[Entries pointing to named objects]
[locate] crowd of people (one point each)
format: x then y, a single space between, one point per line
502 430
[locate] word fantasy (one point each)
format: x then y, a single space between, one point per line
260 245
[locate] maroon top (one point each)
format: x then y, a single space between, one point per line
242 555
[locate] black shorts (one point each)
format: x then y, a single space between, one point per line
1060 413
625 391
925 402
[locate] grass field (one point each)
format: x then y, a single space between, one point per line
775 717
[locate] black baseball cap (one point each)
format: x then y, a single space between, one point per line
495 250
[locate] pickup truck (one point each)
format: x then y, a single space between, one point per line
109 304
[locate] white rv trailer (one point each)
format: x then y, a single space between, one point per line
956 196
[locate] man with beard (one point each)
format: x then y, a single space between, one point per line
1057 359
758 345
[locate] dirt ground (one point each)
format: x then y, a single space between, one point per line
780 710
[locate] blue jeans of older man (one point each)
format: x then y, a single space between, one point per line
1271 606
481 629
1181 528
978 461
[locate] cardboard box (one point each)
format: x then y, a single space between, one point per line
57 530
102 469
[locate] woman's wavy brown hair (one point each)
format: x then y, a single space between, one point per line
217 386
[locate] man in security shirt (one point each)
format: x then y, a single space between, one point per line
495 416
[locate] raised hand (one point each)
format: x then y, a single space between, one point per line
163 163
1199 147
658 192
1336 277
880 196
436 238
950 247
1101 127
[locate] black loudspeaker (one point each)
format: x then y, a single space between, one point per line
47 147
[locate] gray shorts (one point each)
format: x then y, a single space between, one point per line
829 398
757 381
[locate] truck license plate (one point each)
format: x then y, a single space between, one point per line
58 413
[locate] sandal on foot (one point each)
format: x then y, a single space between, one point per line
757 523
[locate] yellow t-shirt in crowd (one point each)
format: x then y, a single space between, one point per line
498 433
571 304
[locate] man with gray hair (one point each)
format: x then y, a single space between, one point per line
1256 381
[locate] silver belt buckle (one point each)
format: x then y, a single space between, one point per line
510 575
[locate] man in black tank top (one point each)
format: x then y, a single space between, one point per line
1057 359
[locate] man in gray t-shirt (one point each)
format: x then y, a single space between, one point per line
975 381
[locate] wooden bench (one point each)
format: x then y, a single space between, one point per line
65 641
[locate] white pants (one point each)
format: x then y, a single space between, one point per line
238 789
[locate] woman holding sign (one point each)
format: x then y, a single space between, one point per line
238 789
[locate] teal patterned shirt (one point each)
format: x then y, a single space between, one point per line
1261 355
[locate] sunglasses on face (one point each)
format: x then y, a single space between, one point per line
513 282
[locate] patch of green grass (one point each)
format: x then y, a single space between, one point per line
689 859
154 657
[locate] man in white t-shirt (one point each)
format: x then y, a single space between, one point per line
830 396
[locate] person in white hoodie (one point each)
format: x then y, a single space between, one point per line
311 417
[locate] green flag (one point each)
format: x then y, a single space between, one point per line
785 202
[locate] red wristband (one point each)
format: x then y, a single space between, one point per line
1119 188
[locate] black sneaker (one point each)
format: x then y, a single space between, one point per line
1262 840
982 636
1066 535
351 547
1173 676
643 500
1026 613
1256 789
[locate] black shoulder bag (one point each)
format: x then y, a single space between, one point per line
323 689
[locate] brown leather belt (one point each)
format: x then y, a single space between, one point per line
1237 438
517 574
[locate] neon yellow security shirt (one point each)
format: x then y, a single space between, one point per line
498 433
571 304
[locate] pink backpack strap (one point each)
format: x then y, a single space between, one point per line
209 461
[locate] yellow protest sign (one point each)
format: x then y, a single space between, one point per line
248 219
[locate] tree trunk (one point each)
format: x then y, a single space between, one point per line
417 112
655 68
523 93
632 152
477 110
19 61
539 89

→ Task brief
Render all of the rows above as a JSON list of strings, one string per line, and leave out blank lines.

→ Response to the exercise
[
  "[locate] crowd of people (one point each)",
  "format: x then y, a single space between, one point per line",
  "502 430",
  "[locate] word fantasy (one point each)",
  "format: x then y, a single space between, one point per line",
  "260 245",
  "[locate] maroon top (one point each)",
  "format: x then y, a single space between, one point per line",
  "242 555",
  "[locate] black shorts (one point each)",
  "format: x then y, a single space between, one point per line",
  "1060 413",
  "625 391",
  "925 402",
  "[locate] grass field (one point each)",
  "format: x then y, a single space between, one point per line",
  "775 717",
  "[locate] black baseball cap (one point each)",
  "format: x then y, a single space between, one point per line",
  "495 250",
  "[locate] pickup truck (one point each)",
  "format: x then y, a single space between, one point per line",
  "109 304",
  "[locate] white rv trailer (one point each)",
  "format: x then y, a single space between, one point per line",
  "956 196",
  "[locate] man with beard (one point each)",
  "format: x then y, a single space between, one point per line",
  "1057 359",
  "758 345",
  "[locate] dirt ground (one point each)",
  "format: x then y, a single space between, one point per line",
  "780 710",
  "[locate] blue jeans of older man (one point each)",
  "format: x then y, a single space between, one point per line",
  "1271 606",
  "481 629",
  "1181 528",
  "978 461",
  "[locate] cardboard box (one point each)",
  "format: x then y, a single space between, one point per line",
  "57 530",
  "102 469",
  "[locate] woman's wavy brown hair (one point each)",
  "format: x then y, a single space between, one point per line",
  "217 386",
  "[locate] man in security shirt (one point each)",
  "format: x then y, a single space between, one point per line",
  "495 416",
  "[locate] raised hand (one point each)",
  "format: x then y, a single space between, one point per line",
  "163 163",
  "1199 147",
  "658 192",
  "1336 277",
  "880 196",
  "436 238",
  "950 247",
  "1101 127",
  "[locate] black loudspeaker (one point each)",
  "format: x then y, a single space between, one point per line",
  "47 147",
  "[locate] gray shorts (one point each)",
  "format: x then y, a single space between, one point per line",
  "829 398",
  "757 381",
  "[locate] truck license plate (one point each)",
  "format: x then y, a single space between, one point per line",
  "58 413",
  "[locate] sandal on foot (one point each)",
  "format: x then y, a single space between, one point per line",
  "757 523",
  "[locate] yellow t-shirt in crowd (one point each)",
  "format: x then y, a single space between, one point per line",
  "498 433",
  "571 304",
  "[locate] man with gray hair (one point each)",
  "format: x then y, a single space between, one point per line",
  "1256 381",
  "[locate] silver belt buckle (one point each)",
  "format: x then y, a single space between, one point per line",
  "510 575",
  "[locate] man in black tank top (one point each)",
  "format: x then y, a single space between, one point per line",
  "1057 359",
  "[locate] man in gray t-shirt (one point each)",
  "format: x then y, a single space between, one point per line",
  "975 381",
  "[locate] wooden bench (one point each)",
  "format: x then y, a single space between, one point per line",
  "65 641",
  "[locate] white pants (one point each)",
  "format: x then y, a single space between, one point per line",
  "238 789",
  "[locate] woman holding sign (one point each)",
  "format: x then y, a single space between, one point per line",
  "238 789",
  "[locate] teal patterned shirt (one point each)",
  "format: x then y, a single space between, one point per line",
  "1261 355",
  "[locate] sunglasses on face (one point each)",
  "format: x then y, a single space between, one point per line",
  "513 282",
  "[locate] patch of green grass (one point each)",
  "format: x then y, a single space between, one point per line",
  "689 859",
  "154 657",
  "[locate] man in white t-shirt (one point each)",
  "format: x then y, a single space between, one point per line",
  "830 396",
  "[locate] person in white hoodie (one point each)",
  "format: x then y, a single space between, one point per line",
  "311 417",
  "[locate] green flag (one point each)",
  "format: x then y, a single space between, one point per line",
  "785 202",
  "[locate] red wristband (one point each)",
  "format: x then y, a single space between, one point per line",
  "1119 188",
  "[locate] black sneaker (one point each)",
  "format: x then y, a single space between, one point per line",
  "1262 840",
  "982 636",
  "1066 535",
  "351 547",
  "1173 676",
  "643 500",
  "1026 613",
  "1256 789",
  "[locate] black shoulder bag (one point each)",
  "format: x then y, a single space between, one point per line",
  "323 689",
  "[locate] brown leather belt (one point each)",
  "format: x then y, a single space between, one point per line",
  "1237 438",
  "517 574",
  "[locate] neon yellow security shirt (one point each)",
  "format: x then y, a single space between, one point per line",
  "498 433",
  "571 304",
  "[locate] pink backpack strap (one point each)",
  "format: x then y, a single space between, one point per line",
  "209 461",
  "[locate] yellow protest sign (one point each)",
  "format: x then y, a single space between, one point per line",
  "248 219",
  "[locate] tree trunk (one point each)",
  "format: x then y, a single space between, one point per line",
  "417 112",
  "655 68",
  "523 93",
  "632 152",
  "477 110",
  "19 61",
  "539 89"
]